**Written instruction a**
Transcribe the stretch of the review of Germaine Kruip's A Possibility from "Coming out of" through "point left available.".

**Quoted passage**
* * * * * * * * *
HF x UvA '26: Why Do We Sit? / Notes from Underground

Written by Yuankun Zhou 周元坤

Quoting Germaine Kruip, A Possibility is a collection of her 25 years in art, in which her emphasis here is delivered through two media, sight and sound, justifying its setting at the Internationaal Theater Amsterdam (ITA), whose own positioning has already sparked conversation as a leading podium for “performances,” as the sophistication of Kruip’s piece demands a highly technical space such as ITA for its realization. 

 

A key concept carried over from Kruip’s perceptual, experimental practice, of which are usually situated in museum spaces, is the perception of time. What stands out in A Possibility is perhaps not a historical, prolonged sense of time, but the temporality of the moment: how a single instant might be stretched to a length longer than itself. 

 

It is in the pre-show announcement that an encouragement toward complete blackout, hinting at the significance of light in the performance, so significant that each audience member was provided with a small black pouch to store their phone and other light-emitting devices. 

 

This is especially true during the first act, which unfolds as an extended experiment in light and darkness. Sitting in our seats in a mutual, almost subconsciously agreed-upon silence, the audience is quietly compelled to track the subtle shifts of light across the space, from near-darkness to brief brightness and back, until Kruip inserts a spatial illusion in which the three-dimensional stage flattens into a single surface, disorienting the audience through this dissonance. The slowness, while it allows for reflection on the spot, also builds a kind of lethargy and numbness. 

 

One idea I want to offer here is how Kruip resolves at ease a long-standing struggle among artists and storytellers: the creation of a fantasized image. After a stretch of flashing, strobing black-and-white light, Kruip turns to shaping geometry – establishing a three-dimensional form, a rhombus suspended above the stage, constantly adjusting its illuminated face, emerging out of the two-dimensional condition she’d built in the previous light changes. It leaves the audience uncertain whether the shift in angle is real or imagined. By offering no tangible object, Kruip creates a dense yet subtle discomfort that many artists fail to achieve. Compare the failed attempts: Frankenstein’s creature, or the Demogorgon from Stranger Things, both relying on a visible, tangible body for emotional stimulation, and so collapse the very ambiguity Kruip manages to sustain. 

 

Coming out of the total, frequent darkness of the first act – something I jokingly call what Amsterdammers might not have experienced in a while, now that summer has arrived – I was reminded of Notes from Underground, since the first act echoes the opening of Dostoevsky’s eponymous novel, itself a sustained monologue of introspection. The darkness offers few visual anchors to hold onto, leaving one, much like Dostoevsky’s Narrator in his underground room, to turn inward – not toward comfort, but toward the only vantage point left available. 

 

While there’s a maturity to Kruip’s technical explorations, the use of theatrical space itself still feels underdeveloped by comparison. What lingers in retrospect is less the resonance of the piece on its own terms than its resonance against this theatrical setting and ITA’s technical proficiency. As introduced on ITA’s website, the performance consists of two acts. The question of how these “acts” tie to one another remains prominent, and somehow the thread between them never quite tightens. The first act ends, or second act begins, with a full lights-up, the inverse of a blackout: the previously whitened backdrop reveals its warehouse-like bare brick walls, with the performers walking on alongside Kruip’s custom-made instruments. It's impossible not to anticipate when the lighting will shift again – yet beyond their movements, almost no intention is legible to the eye: why this positioning, why black shirts and blue jeans – resolving into an abruptness and discontinuity that isn’t resolved until near the very end, when a flickering light cast back on the audience offers a callback.
* * * * * * * * *
**Material for the task**
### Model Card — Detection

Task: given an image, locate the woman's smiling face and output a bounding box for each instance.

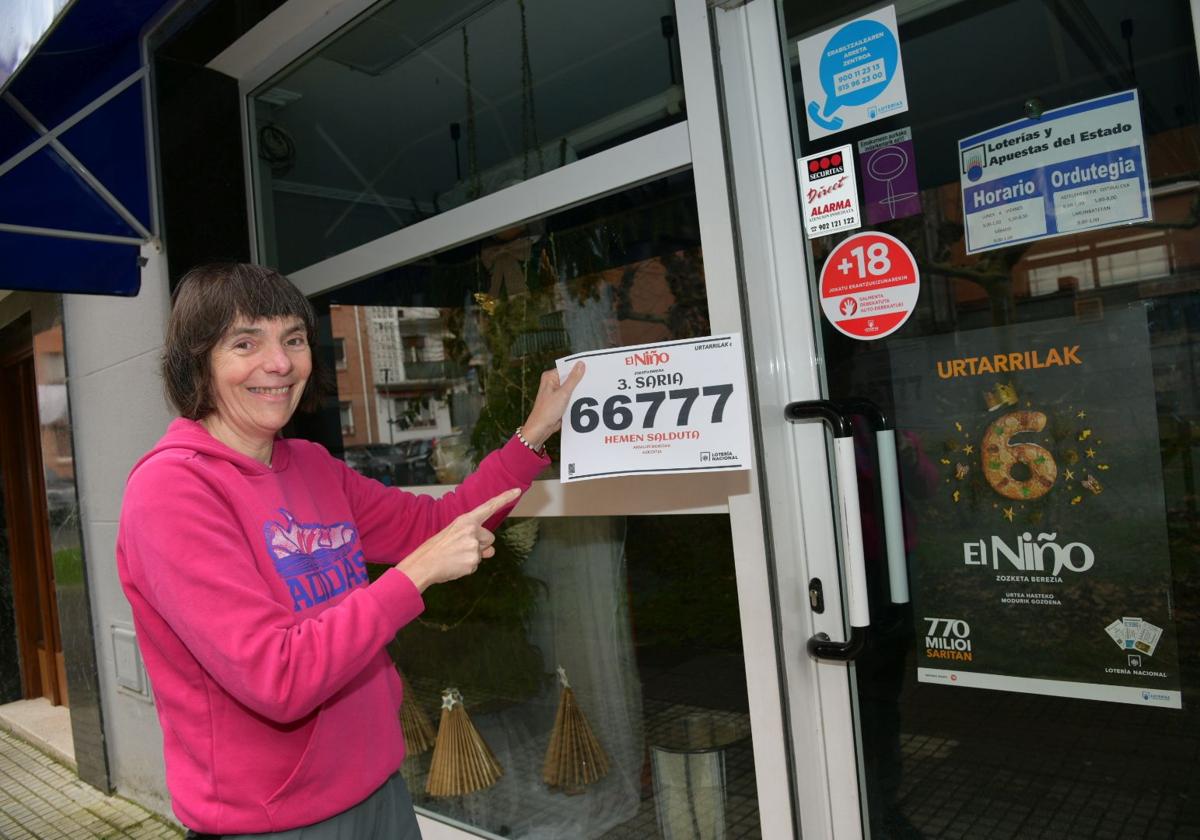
[206,318,312,442]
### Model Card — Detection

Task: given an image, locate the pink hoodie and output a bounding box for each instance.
[116,420,548,834]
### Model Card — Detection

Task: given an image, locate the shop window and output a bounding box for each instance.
[251,0,684,272]
[304,174,761,840]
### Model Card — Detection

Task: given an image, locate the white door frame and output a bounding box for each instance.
[715,0,863,840]
[714,0,1200,840]
[217,0,801,840]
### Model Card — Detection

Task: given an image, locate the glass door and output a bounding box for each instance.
[719,0,1200,838]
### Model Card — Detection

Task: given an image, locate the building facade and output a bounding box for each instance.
[0,0,1200,840]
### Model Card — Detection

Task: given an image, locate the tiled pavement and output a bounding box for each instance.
[0,731,182,840]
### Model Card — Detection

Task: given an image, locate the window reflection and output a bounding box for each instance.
[314,176,709,486]
[305,174,760,839]
[251,0,684,272]
[392,516,760,840]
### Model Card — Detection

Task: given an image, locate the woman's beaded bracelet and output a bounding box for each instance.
[517,426,546,457]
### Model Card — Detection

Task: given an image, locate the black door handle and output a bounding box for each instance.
[838,397,908,604]
[784,400,871,662]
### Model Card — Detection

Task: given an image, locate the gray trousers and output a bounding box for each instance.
[187,773,421,840]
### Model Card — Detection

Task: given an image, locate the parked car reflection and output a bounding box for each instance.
[342,438,437,487]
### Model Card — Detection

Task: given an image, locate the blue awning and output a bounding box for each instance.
[0,0,170,295]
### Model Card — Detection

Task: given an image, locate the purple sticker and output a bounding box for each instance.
[858,128,920,224]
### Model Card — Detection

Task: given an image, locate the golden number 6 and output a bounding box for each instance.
[980,412,1058,500]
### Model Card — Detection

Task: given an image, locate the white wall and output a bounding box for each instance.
[62,246,172,815]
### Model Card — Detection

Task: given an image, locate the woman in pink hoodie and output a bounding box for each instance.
[116,264,583,839]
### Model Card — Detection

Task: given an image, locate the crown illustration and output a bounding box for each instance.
[983,382,1016,412]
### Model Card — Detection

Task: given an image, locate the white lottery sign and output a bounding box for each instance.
[556,332,751,482]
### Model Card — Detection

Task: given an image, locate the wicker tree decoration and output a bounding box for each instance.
[396,668,437,756]
[425,689,504,797]
[541,665,608,793]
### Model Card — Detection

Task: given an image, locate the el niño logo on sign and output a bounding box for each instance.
[625,350,671,366]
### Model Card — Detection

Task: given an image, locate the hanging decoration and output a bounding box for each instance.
[396,668,436,756]
[425,688,504,797]
[541,665,608,793]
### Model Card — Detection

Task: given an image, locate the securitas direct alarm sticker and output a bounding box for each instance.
[796,145,863,239]
[821,230,920,341]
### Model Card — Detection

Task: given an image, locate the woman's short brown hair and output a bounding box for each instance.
[162,263,324,420]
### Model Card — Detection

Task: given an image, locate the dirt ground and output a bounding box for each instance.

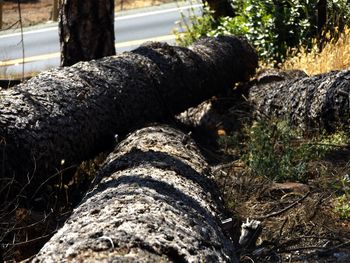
[190,96,350,263]
[2,0,173,30]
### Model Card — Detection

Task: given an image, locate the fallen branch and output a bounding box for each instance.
[0,37,257,195]
[33,126,239,262]
[254,191,310,220]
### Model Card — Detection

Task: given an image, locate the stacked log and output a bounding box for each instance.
[32,125,238,262]
[249,70,350,131]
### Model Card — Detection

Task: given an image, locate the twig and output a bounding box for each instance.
[255,191,310,220]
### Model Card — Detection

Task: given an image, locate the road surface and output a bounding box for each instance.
[0,4,201,78]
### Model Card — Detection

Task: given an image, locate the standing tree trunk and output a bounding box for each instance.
[59,0,115,66]
[32,126,238,263]
[203,0,235,19]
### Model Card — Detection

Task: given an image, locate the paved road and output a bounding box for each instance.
[0,4,200,77]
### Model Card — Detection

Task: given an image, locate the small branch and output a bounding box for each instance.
[17,0,25,81]
[256,191,310,220]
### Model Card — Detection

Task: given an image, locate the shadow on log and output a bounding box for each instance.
[32,126,238,262]
[0,37,257,195]
[249,70,350,131]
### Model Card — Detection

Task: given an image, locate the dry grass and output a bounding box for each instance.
[282,28,350,75]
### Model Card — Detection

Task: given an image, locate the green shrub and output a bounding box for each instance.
[178,0,350,63]
[243,120,330,182]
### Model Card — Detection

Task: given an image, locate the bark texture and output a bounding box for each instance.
[59,0,115,66]
[0,37,257,192]
[249,70,350,130]
[32,126,238,262]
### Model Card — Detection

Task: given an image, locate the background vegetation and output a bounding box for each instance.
[178,0,350,64]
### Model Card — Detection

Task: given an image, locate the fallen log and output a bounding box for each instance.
[0,36,257,192]
[249,70,350,131]
[32,126,238,262]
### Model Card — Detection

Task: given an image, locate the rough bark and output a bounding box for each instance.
[59,0,115,66]
[249,70,350,130]
[32,126,238,262]
[203,0,235,19]
[0,37,257,194]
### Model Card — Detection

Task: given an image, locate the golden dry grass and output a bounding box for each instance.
[282,28,350,75]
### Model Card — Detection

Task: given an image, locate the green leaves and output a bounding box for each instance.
[180,0,350,65]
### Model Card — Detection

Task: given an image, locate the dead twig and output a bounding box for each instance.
[255,191,310,220]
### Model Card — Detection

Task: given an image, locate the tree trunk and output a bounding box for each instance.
[59,0,115,66]
[203,0,235,19]
[249,70,350,131]
[32,126,238,262]
[0,37,257,196]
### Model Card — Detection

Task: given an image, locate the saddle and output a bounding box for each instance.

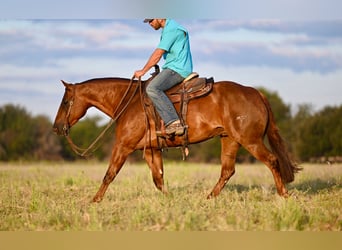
[144,65,214,159]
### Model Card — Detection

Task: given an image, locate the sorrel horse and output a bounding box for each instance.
[53,73,300,202]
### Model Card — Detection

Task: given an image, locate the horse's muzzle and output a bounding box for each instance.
[53,124,70,136]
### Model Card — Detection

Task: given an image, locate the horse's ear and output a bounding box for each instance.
[61,80,70,88]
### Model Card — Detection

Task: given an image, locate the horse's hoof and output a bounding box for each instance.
[91,196,102,203]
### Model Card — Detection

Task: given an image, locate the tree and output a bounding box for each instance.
[298,106,342,161]
[0,104,35,161]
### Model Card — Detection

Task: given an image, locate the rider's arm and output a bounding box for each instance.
[134,48,165,78]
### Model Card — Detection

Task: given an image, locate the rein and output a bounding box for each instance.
[65,76,141,157]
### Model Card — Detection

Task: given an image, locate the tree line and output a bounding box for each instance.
[0,88,342,162]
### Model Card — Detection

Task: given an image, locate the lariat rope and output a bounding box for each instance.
[65,76,140,157]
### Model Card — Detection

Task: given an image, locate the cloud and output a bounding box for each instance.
[0,19,342,120]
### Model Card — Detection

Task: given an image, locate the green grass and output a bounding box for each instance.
[0,162,342,231]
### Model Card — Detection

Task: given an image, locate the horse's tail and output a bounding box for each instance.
[260,93,301,183]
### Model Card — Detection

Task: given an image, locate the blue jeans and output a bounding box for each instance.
[146,69,184,126]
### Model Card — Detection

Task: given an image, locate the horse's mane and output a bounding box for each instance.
[76,77,135,85]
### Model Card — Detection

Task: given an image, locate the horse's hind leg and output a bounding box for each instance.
[93,145,132,202]
[208,137,240,199]
[145,149,167,193]
[246,141,288,197]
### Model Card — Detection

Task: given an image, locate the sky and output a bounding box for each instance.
[0,0,342,121]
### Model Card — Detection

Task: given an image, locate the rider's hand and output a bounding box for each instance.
[134,70,145,78]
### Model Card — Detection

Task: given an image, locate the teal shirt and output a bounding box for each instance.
[158,19,193,78]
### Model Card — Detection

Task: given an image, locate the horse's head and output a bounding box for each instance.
[53,80,86,136]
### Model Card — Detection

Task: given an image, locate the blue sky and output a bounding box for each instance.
[0,0,342,120]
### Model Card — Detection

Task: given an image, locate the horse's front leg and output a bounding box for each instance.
[145,149,167,194]
[92,145,132,202]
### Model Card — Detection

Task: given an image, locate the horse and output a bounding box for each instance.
[53,72,300,202]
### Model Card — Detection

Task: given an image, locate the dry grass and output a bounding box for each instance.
[0,162,342,231]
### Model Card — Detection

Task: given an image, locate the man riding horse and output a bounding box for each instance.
[134,19,192,135]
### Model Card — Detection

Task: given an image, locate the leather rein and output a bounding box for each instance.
[63,76,142,157]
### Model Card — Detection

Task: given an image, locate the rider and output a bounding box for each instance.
[134,19,192,135]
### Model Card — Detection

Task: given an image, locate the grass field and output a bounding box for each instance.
[0,162,342,231]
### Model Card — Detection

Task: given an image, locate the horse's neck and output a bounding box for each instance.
[81,79,133,118]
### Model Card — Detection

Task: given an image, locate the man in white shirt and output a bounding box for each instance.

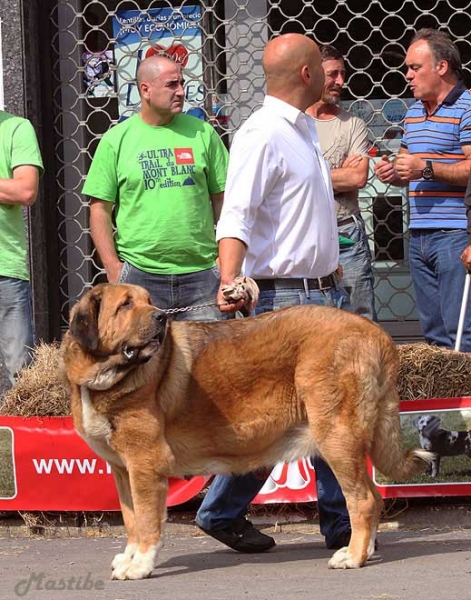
[196,34,351,552]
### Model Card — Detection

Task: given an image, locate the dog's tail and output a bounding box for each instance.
[370,342,434,481]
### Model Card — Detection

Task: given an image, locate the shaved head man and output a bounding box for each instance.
[196,33,351,552]
[262,33,324,112]
[136,55,185,125]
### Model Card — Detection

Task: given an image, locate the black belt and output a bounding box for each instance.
[256,273,339,292]
[337,217,356,227]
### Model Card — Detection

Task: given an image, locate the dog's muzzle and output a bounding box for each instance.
[122,309,168,364]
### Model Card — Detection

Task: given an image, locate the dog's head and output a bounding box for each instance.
[414,415,441,437]
[63,284,167,389]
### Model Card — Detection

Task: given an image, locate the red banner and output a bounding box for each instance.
[0,398,471,511]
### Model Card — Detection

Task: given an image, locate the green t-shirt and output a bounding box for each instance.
[0,110,43,280]
[83,114,228,275]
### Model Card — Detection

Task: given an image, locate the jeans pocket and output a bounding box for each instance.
[118,261,131,283]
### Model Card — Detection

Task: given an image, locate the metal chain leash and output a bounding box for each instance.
[162,302,229,315]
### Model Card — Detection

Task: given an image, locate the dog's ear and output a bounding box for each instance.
[69,284,106,352]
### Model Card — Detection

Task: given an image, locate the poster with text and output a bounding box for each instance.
[113,6,205,120]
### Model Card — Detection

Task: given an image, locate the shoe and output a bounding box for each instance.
[325,528,378,550]
[198,519,276,554]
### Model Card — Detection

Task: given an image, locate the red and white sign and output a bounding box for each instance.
[175,148,195,165]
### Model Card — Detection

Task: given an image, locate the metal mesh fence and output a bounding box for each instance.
[50,0,471,335]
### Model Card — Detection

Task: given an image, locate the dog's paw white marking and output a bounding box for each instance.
[111,542,163,580]
[329,545,364,569]
[111,544,139,579]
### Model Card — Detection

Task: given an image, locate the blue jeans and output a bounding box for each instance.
[339,214,378,321]
[409,229,471,352]
[119,262,226,321]
[0,277,34,383]
[196,288,351,544]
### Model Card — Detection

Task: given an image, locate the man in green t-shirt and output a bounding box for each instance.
[0,110,43,383]
[83,55,228,320]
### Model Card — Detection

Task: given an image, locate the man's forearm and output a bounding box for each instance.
[219,238,247,284]
[90,203,121,280]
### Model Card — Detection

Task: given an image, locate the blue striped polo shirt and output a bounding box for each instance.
[402,82,471,229]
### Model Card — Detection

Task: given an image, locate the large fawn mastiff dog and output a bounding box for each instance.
[62,284,430,579]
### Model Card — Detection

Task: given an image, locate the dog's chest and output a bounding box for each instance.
[79,385,123,465]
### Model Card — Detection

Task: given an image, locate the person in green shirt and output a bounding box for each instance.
[0,110,43,383]
[83,55,228,320]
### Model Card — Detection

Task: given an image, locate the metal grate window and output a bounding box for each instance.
[50,0,471,335]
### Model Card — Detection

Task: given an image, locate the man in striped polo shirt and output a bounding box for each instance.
[375,29,471,352]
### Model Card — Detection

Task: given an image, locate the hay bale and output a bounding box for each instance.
[0,343,70,417]
[0,343,471,417]
[397,344,471,400]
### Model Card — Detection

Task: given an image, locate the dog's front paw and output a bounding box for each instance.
[329,546,363,569]
[111,541,162,580]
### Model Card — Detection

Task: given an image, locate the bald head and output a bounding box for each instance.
[136,54,180,89]
[262,33,324,110]
[137,54,185,125]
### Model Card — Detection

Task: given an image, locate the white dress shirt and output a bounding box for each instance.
[216,96,339,279]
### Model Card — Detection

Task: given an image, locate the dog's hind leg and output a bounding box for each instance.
[314,423,382,569]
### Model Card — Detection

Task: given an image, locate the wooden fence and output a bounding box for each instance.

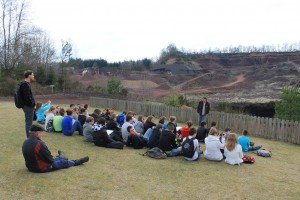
[90,97,300,144]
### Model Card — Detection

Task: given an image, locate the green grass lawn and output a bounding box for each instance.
[0,102,300,199]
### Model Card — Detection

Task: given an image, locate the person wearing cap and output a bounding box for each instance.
[22,125,89,173]
[197,97,210,126]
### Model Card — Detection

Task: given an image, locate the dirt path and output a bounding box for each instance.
[175,73,210,92]
[183,74,245,94]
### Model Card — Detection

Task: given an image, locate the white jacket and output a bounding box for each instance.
[204,135,224,161]
[224,144,243,165]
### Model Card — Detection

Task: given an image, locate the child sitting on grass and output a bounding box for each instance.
[182,128,202,161]
[238,130,262,152]
[224,133,243,165]
[35,100,51,124]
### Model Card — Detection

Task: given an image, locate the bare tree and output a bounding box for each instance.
[0,0,29,71]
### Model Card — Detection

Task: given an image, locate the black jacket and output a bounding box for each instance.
[158,130,177,151]
[106,119,120,131]
[197,101,210,115]
[126,134,147,149]
[22,137,53,172]
[78,114,86,126]
[143,121,156,134]
[196,126,208,142]
[20,81,36,107]
[92,127,114,147]
[148,128,161,149]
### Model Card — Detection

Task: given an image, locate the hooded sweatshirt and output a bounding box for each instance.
[83,122,94,142]
[204,135,224,160]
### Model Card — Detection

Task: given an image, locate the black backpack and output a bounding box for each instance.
[141,147,167,159]
[182,137,195,158]
[46,119,53,132]
[14,82,24,108]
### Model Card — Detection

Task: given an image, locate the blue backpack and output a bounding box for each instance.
[117,113,125,126]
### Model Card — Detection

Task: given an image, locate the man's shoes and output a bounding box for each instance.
[79,156,90,164]
[58,150,68,160]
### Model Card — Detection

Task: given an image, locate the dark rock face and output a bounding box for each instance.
[230,101,275,118]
* * * * * * * * *
**Written instruction b**
Restate the records word for word, from the start of the records through the line that contains "[719,0,1200,838]", and leave the pictures out of your answer.

**Correct output a**
Coming out of the total, frequent darkness of the first act – something I jokingly call what Amsterdammers might not have experienced in a while, now that summer has arrived – I was reminded of Notes from Underground, since the first act echoes the opening of Dostoevsky’s eponymous novel, itself a sustained monologue of introspection. The darkness offers few visual anchors to hold onto, leaving one, much like Dostoevsky’s Narrator in his underground room, to turn inward – not toward comfort, but toward the only vantage point left available.

**Correct output b**
### Model Card — Detection

Task: given an image, locate the woman's smiling face and output a bounding box for each instance.

[206,318,312,442]
### Model Card — Detection

Task: given an image, locate the pink hoodie and output a bounding box for each instance.
[116,420,548,834]
### Model Card — Detection

Task: given an image, locate the shop window and output a bounding box for each instance.
[251,0,684,272]
[304,174,761,840]
### Model Card — Detection

Task: given an image, locate the white door frame and output a bounding box for each instance.
[715,0,863,840]
[714,0,1200,840]
[217,0,801,840]
### Model Card — Detection

Task: given an image, locate the glass door and output a bounding box for each instance.
[719,0,1200,838]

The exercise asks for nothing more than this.